> [Obiettivi]:
1. Rispondi a queste domande sul brano su Zyuganov:
(a) In che anno gli viene offerto il posto di istruttore nel dipartimento della propaganda del PCUS?
(b) Su quale giornale escono le due lettere aperte del 1991?
(c) In che anno si candida alla presidenza?
2. Elenca gli elementi comunisti che, secondo il brano su Zyuganov, fanno parte della sua ricetta per la salvezza.
3. Secondo il brano su Zyuganov, perché il sogno del trasferimento a Mosca era destinato a durare poco?

> [Estratto fornito]:
=======

Dopo un trascorso a Mosca, utilizzato per perfezionare gli studi e per addentrarsi negli ambienti che contano, Zyuganov fa ritorno a Orël. Questa volta, però, per ricoprire il ruolo di capo dell’ideologia e della propaganda della sezione locale del PCUS. Nel 1983, dopo tre anni di capo ideologo regionale, a Zyuganov viene offerta una posizione prestigiosa nella capitale: istruttore nel dipartimento della propaganda del PCUS.

Il trasferimento a Mosca è il coronamento di un sogno. Un sogno destinato a durare poco, però, perché l’epopea sovietica è agli sgoccioli. A Orël lo si poteva ignorare, ma a Mosca la sensazione della fine permeava l’aria. Affranto, ma non vinto, Zyuganov si sarebbe trasformato in uno dei più grandi detrattori del riformismo di Michail Gorbačëv.

Il 1991 è l’anno della discesa in campo di Zyuganov. È l’anno della pubblicazione di due aspre lettere aperte sulla Sovetskaya Rossiya, una indirizzata ad Aleksandr Jakovlev, l’ideologo della perestrojka, e una all’emergente Boris Eltsin. Le lettere sono la prova che Zyuganov, sino ad allora un funzionario semisconosciuto e ininfluente, coltiva aspirazioni presidenziali.

Quando l’Unione Sovietica giunge al capolinea, e con lei il PCUS, Zyuganov si organizza per dare vita al Partito Comunista della Federazione Russa, del quale diventa prima co-segretario e poi, nel 1993, presidente. Aiutato dai modi autoritari, dalla noncuranza per i problemi sociali e dalla pessima gestione dell’economia di Eltsin, che col tempo avrebbero trascinato la neonata Russia in una quasi guerra civile, Zyuganov emerge come il capofila dell’opposizione.

La ricetta per la salvezza proposta da Zyuganov si basa sulla mescolanza di elementi comunisti – controllo statale dell’economia, pianificazione delle attività produttive, rinazionalizzazione delle grandi imprese che sono state privatizzate – e patriottici – il culto della Russia in sostituzione della defunta rivoluzione –, e vuole creare un fronte comune contro Eltsin che trascenda i concetti di destra e sinistra. L’idea piace, così suggeriscono i numeri su tesseramenti e manifestazioni, e Zyuganov si candida alla presidenza nel 1996.

La possibilità che Zyuganov possa vincere e dare seguito alle promesse di restaurare l’Unione Sovietica è molto concreta. È un trascinatore di folle, ha appena conquistato la maggioranza alla Duma, mentre Eltsin è inviso al ceto medio impoverito e ai ceti popolari affamati dalle sue politiche che hanno condotto al cosiddetto “genocidio economico”. Zyuganov sarà fermato, questo giureranno di fare i sette banchieri, perché rappresenta una minaccia per il (nuovo) sistema emerso dalle ceneri dell’Unione Sovietica.

=======

> [Dati archiviati]:
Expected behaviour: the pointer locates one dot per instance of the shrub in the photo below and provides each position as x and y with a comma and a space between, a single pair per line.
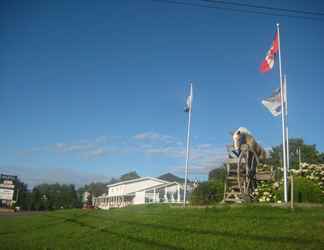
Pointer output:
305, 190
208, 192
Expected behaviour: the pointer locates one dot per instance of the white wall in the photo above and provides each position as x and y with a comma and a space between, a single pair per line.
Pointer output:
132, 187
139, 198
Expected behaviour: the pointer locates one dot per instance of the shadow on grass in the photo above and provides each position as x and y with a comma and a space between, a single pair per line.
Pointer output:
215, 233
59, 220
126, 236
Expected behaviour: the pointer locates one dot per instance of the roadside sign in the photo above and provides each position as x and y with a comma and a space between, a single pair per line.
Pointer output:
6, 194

=======

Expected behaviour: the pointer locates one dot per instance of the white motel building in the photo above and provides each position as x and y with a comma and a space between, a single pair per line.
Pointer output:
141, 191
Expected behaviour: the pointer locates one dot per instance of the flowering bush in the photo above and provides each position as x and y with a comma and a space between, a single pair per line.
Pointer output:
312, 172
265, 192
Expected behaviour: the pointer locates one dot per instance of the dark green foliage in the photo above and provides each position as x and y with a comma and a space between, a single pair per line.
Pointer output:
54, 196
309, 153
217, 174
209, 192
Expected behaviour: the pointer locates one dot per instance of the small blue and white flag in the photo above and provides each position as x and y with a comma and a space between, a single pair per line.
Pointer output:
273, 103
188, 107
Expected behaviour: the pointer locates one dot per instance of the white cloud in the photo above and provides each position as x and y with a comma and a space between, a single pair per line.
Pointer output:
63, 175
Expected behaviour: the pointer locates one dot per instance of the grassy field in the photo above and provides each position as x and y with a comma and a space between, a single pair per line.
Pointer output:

=======

> [Risposte finali]:
1.
(a) Nel 1983.
(b) Sulla Sovetskaya Rossiya.
(c) Nel 1996.

2.
- Controllo statale dell'economia
- Pianificazione delle attività produttive
- Rinazionalizzazione delle grandi imprese che sono state privatizzate

3. L'epopea sovietica era agli sgoccioli. A Mosca, a differenza di Orël, si sentiva nell'aria che la fine era vicina.